I didn’t quite follow the bit where you talked about compressing a text file (or not).
To take advantage of the compression and deduplication, should one avoide uploading compressed files (if possible)?
For example, I backup my ZFS system to a file and then compress it so I have files called: 2015.05.01.zfs.gz, 2015.05.02.zfs.gz, etc. Is it a bad idea to upload files like this to Tarsnap? I assume compression won’t help here but can dedupe help?
SW,
ZFS filesystem-level compression is a different beast. Tarsnap dedup works fine if your dataset has compress=lz4 or somesuch. The filesystem presents the decompressed file, and Tarsnap can dedup that just fine.
Deduplication has problems when you run, say, “gzip mysqlbackup.sql” — two different database dumps might be 99% identical, but compressing at the file level creates a completely different dump.gz files.
I’ve just finished reading Tarsnap Mastery, it was a fantastic read! Then again, all your books are fantastic.
Despite everything I read in the Tarsnap book, would you trust Tarsnap with your backups that include password information? ie: login credentials etc. I’m one of those ultra paranoid people that doesn’t use ANY cloud service and keeps everything on my own desktop/server at home. Having said that I am close to starting to use Tarsnap…
On another note, will you be writing a mastery book on Jails?
Oh, can’t wait for the Advanced ZFS Mastery book to come out, the first one was awesome!!
Thanks, SW, glad you liked it.
I would trust Tarsnap with my passwords. Tarsnap isn’t where they will get stolen from. They will get stolen from the machine I left the passwords on!
I’ll be doing a jails book later this year. See http://blather.michaelwlucas.com/archives/2286 – it requires the filesystem books first, though.
Mr. Lucas,
Thanks for tarsnap mastery and all your other non-fiction books, of which I own all but 3 or 4.
Keep up the great works of authoring and I’ll keep buying!
Best,
Sean
How does tarsnap compare to spider oak?
Keep them books coming!
Billy, my understanding is that Tarsnap is far mre efficient. Also, Tarsnap has a familiar interface. SO is more pointy-clicky.
Billy, my understanding is that Tarsnap is far mre efficient. Also, Tarsnap has a familiar interface. SO is more pointy-clicky.
If I use an encrypted key (ie: with a passphrase) with tarsnap, I assume that when I print out the key file for my backups that I use the encrypted key and NOT the unencrypted (ie: no password) one?
I know this sounds dumb but I thought I’d make sure!!
Up to you, Paul.
For me, if I need to keep my Tarsnap keys in a safe deposit box, I’d probably print both. Because if I’m using that key, my business is fubar without the key.

▸ Written request 1:
In the Tarsnap comments, start at the words "Keep them books" and end after the words "I’d make sure!!", and give that passage again with "pointy-clicky" swapped for "point-and-click".
▸ Written request 2:
In the Tarsnap comments, which books does the jails book require first?

▸ Dataset excerpts:
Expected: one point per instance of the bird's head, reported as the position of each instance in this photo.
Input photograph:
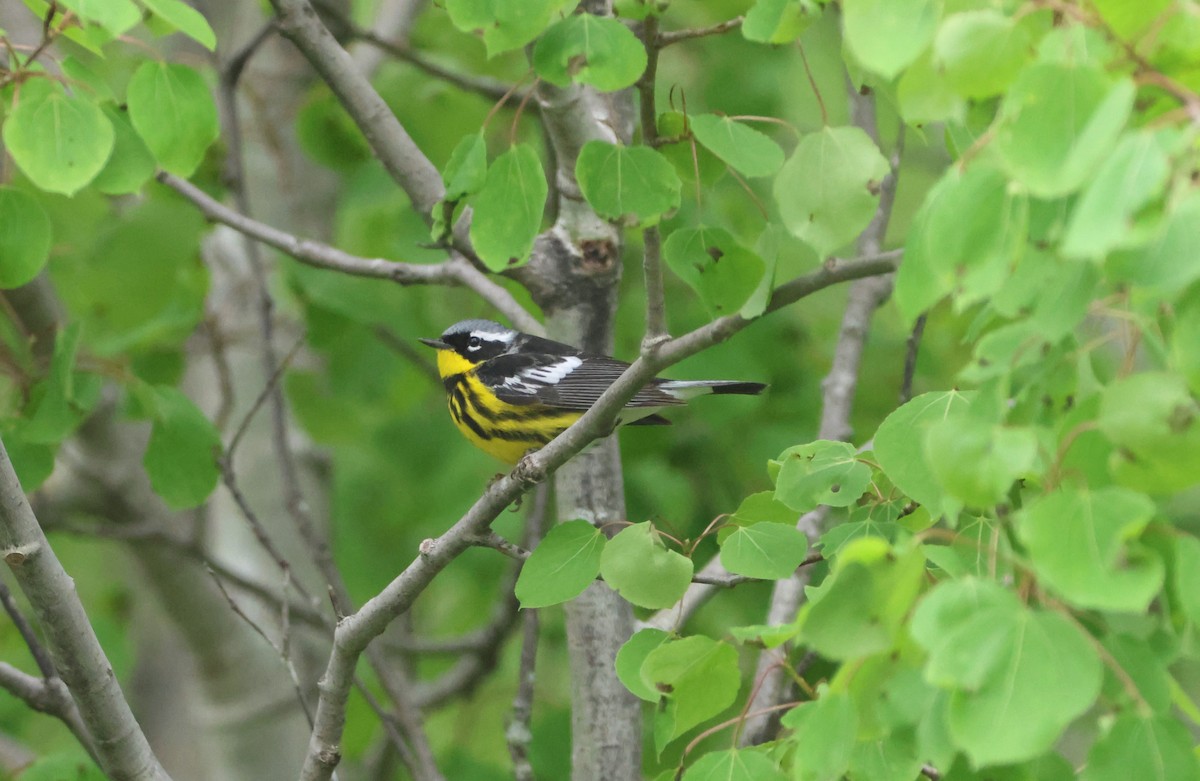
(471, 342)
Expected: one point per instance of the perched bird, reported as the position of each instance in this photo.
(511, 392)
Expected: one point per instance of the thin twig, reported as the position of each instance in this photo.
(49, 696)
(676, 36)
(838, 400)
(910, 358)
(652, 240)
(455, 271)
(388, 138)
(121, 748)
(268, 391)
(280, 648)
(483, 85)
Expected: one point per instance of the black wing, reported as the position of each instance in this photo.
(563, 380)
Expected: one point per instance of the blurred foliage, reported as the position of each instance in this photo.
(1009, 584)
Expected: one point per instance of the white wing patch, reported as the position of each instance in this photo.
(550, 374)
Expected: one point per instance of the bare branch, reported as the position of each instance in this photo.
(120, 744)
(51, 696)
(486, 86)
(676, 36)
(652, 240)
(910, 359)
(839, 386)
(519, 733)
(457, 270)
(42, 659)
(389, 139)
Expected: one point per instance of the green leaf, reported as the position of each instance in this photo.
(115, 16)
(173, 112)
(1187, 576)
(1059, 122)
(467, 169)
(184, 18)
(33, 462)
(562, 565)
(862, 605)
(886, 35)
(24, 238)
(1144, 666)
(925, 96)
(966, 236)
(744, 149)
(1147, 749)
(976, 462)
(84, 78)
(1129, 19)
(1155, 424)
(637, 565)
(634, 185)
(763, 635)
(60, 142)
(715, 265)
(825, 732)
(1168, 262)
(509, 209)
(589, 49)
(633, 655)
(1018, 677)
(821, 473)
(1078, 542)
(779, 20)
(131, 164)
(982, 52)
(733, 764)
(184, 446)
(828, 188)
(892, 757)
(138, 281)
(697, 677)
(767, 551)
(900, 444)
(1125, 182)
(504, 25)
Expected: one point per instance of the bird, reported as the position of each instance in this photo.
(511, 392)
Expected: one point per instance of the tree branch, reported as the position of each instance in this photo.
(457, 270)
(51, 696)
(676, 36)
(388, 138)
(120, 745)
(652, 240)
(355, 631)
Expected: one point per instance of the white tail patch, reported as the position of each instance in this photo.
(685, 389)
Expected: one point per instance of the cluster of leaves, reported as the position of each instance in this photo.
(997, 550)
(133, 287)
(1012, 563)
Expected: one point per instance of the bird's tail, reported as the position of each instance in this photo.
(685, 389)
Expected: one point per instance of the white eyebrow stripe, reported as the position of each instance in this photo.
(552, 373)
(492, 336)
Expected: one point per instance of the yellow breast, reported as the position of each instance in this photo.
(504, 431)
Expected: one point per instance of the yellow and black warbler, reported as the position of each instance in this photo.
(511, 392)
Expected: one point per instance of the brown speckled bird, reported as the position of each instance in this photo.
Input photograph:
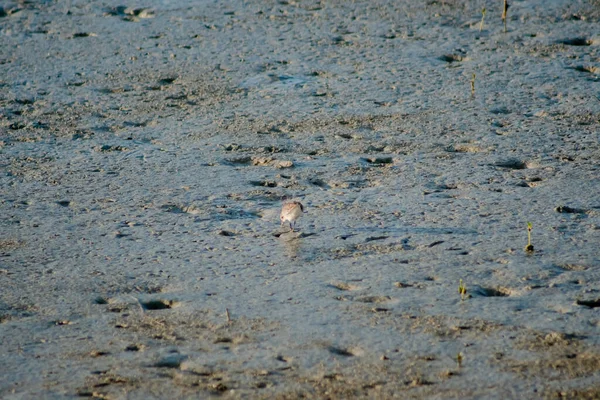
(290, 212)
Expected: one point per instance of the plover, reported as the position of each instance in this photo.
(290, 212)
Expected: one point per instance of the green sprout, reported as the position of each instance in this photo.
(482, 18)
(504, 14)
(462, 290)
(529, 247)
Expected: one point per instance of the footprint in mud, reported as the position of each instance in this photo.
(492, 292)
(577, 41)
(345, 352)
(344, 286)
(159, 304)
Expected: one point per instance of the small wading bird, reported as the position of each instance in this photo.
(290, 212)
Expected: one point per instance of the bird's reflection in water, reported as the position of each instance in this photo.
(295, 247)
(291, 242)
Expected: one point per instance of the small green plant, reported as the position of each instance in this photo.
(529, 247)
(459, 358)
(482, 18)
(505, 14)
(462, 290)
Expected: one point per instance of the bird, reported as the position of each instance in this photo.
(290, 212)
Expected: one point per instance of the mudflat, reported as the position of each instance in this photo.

▸ Complete response 1:
Keep them books coming!
Billy, my understanding is that Tarsnap is far mre efficient. Also, Tarsnap has a familiar interface. SO is more point-and-click.
Billy, my understanding is that Tarsnap is far mre efficient. Also, Tarsnap has a familiar interface. SO is more point-and-click.
If I use an encrypted key (ie: with a passphrase) with tarsnap, I assume that when I print out the key file for my backups that I use the encrypted key and NOT the unencrypted (ie: no password) one?
I know this sounds dumb but I thought I’d make sure!!

▸ Complete response 2:
The filesystem books.